CONSIGNE 1:
Traduisez en anglais cette phrase de l'extrait sur le multiculturalisme : « Nous sommes aujourd'hui en présence de plusieurs cultures en cohabitation. »
CONSIGNE 2:
Poursuivez l'extrait sur le multiculturalisme à la suite de sa dernière phrase.

EXTRAIT:
%%

Le multiculturalisme en question
La présence de l'Islam en Occident est liée, observe-t-il, à l'avenir du multiculturalisme et du multiconfessionnalisme qui caractérise les sociétés modernes. « Nous sommes aujourd'hui en présence de plusieurs cultures en cohabitation. Il faut œuvrer pour que le vivre-ensemble, l'espace commun, ne se retrouvent pas atomisés face à ce florilège de croyances. » dit-il. Bidar cite à ce propos quelques exemples édifiants comme le fait d'exiger des horaires de piscine spécialement pour les femmes ou de se faire examiner par des médecins de même sexe. Il mentionne également un autre exemple pertinent, celui de la « laïcité des morts » comme il l'appelle. « L'inhumation dans le carré musulman, le droit de choisir sa mort, pose la question de la laïcité des morts, pas que des vivants. Est-ce qu'on ne doit être enterrés qu'entre nous ? », s'interroge-t-il. Autant de faits du quotidien qui renvoient d'après lui à la « limite de la demande culturelle dans l'espace commun ». Des questionnements qui, pour légitimes qu'ils sont, ne prennent pas en charge le rapport au sacré, tel qu'il se manifeste dans nos sociétés musulmanes où le religieux surdétermine tout. En témoigne chez nous la récente condamnation en première instance de citoyens à Biskra pour soi-disant atteinte à la morale du Ramadhan. L'auteur de Self Islam (Le Seuil, 2006) pense que l'Islam a amplement sa place en Europe pour peu qu'il consente à faire « une cure d'amaigrissement pour dire les choses avec légèreté ».

%%

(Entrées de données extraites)
%%

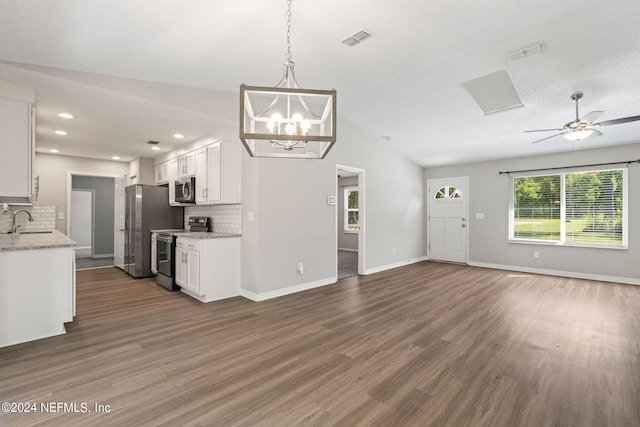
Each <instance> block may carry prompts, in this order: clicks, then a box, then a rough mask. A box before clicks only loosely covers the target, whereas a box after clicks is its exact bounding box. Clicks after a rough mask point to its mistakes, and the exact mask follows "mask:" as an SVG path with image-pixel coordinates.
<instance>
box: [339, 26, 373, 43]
mask: <svg viewBox="0 0 640 427" xmlns="http://www.w3.org/2000/svg"><path fill="white" fill-rule="evenodd" d="M372 36H373V33H372V32H371V31H368V30H365V29H362V30H360V31H358V32H357V33H355V34H354V35H352V36H349V37H347V38H346V39H344V40H342V44H346V45H347V46H349V47H353V46H355V45H357V44H360V43H361V42H363V41H365V40H366V39H368V38H370V37H372Z"/></svg>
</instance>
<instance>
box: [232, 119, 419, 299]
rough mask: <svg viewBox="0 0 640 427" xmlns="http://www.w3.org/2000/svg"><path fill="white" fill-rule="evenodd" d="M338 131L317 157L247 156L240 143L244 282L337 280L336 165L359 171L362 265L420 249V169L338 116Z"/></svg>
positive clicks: (411, 257) (410, 254) (295, 282)
mask: <svg viewBox="0 0 640 427" xmlns="http://www.w3.org/2000/svg"><path fill="white" fill-rule="evenodd" d="M338 132H339V133H338V135H339V137H338V141H337V142H336V144H335V146H334V148H333V149H332V150H331V152H330V153H329V154H328V156H327V157H326V158H325V159H324V160H298V159H262V158H250V157H249V156H248V154H247V153H246V152H245V151H244V150H243V164H242V167H243V206H244V214H243V236H242V286H243V288H244V289H246V290H248V291H250V292H253V293H255V294H266V293H270V294H269V295H273V294H274V293H278V292H281V293H286V292H287V290H294V289H300V288H301V287H305V286H309V285H311V286H313V285H319V284H326V283H330V282H333V281H335V280H336V278H335V275H336V271H335V268H336V267H335V266H336V244H337V242H336V230H337V215H336V209H337V206H336V205H334V206H331V205H328V204H327V196H329V195H334V196H337V194H336V165H337V164H340V165H346V166H351V167H356V168H360V169H364V170H365V186H366V190H365V194H364V197H363V199H364V204H365V207H364V209H365V212H366V224H365V248H364V249H365V261H366V263H365V270H377V269H384V268H387V267H390V266H395V265H399V264H404V263H406V262H409V261H414V260H419V259H422V257H423V256H424V242H423V216H424V210H423V169H422V168H421V167H420V166H418V165H417V164H415V163H413V162H412V161H410V160H408V159H407V158H405V157H403V156H401V155H400V154H399V153H397V152H396V151H395V150H393V149H391V148H390V147H388V146H387V145H386V144H385V143H384V142H382V141H381V140H380V139H379V138H377V137H375V136H372V135H370V134H368V133H367V132H365V131H364V130H362V129H360V128H358V127H356V126H354V125H352V124H351V123H349V122H347V121H345V120H342V119H339V120H338ZM361 196H362V195H361ZM250 212H252V213H253V214H254V216H255V220H254V221H248V215H249V213H250ZM394 247H395V248H396V253H395V254H394V253H393V251H392V248H394ZM360 250H362V248H360ZM299 262H303V263H304V274H302V275H301V274H299V273H298V272H297V266H298V263H299Z"/></svg>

%%

ZONE DE RÉPONSE 1:
Today we are faced with several cultures living side by side.

ZONE DE RÉPONSE 2:
Portrait spirituel du musulman post-moderne
Celui qui œuvre pour un « existentialisme musulman » se plaît à rêver d'une « nouvelle identité spirituelle », sorte de « musulman post-moderne à la fois croyant, agnostique et athée ». Bidar semble ainsi récuser les catégories manichéennes croyant/incroyant. Pour lui, l'homme moderne est complexe par essence et le rapport au caché est un rapport ambigu. « Il faut sortir d'une vision statique de l'histoire à la Samuel Huntington, recommande-t-il, tant l'Islam est un objet culturel très complexe. » De son côté, Aktar Cengiz fait tout un plaidoyer pour l'entrée de la Turquie – son pays – dans l'Union européenne. Auteur d'un livre inspiré directement de cette thématique, sous le titre éloquent de Lettre aux Turco-sceptiques (Actes-Sud, 2004), il considère que cette adhésion, fortement problématique, pose de plein fouet la question du rapport de l'Europe à l'Islam. « La candidature de la Turquie a jeté un pavé dans la mare. Cette éventualité d'une Turquie au cœur de l'Europe, avec 70 millions de musulmans, fait peur et dérange énormément », dit-il. L'empire ottoman était, selon lui, une espèce de « proto-UE ». « L'empire ottoman comptait 40 millions de non-musulmans. C'était de fait un empire multiethnique et multiconfessionnel », explique-t-il avant de lancer : « Le communautarisme républicain, sous couvert de modernité, tend à nier toute singularité ethnique ou religieuse. » Aktar Cengiz minimise le « danger » que représenterait pour la laïcité le parti islamiste AKP du Premier ministre Tayyip Erdogan. Le conférencier souligne que c'est grâce à l'expérience turque que les Anglo-Saxons ont inventé la formule de « musulmans démocrates », comme l'on parle de « démocrates chrétiens » en Allemagne et ailleurs. Citant Régis Debray, il relève que « chaque fois qu'on organise des élections libres dans le monde musulman, ce sont les Islamistes qui les emportent. Sinon, vous avez affaire à des régimes pro-occidentaux mais des régimes autocratiques ».
« Je préfère un incroyant ouvert à un croyant fermé »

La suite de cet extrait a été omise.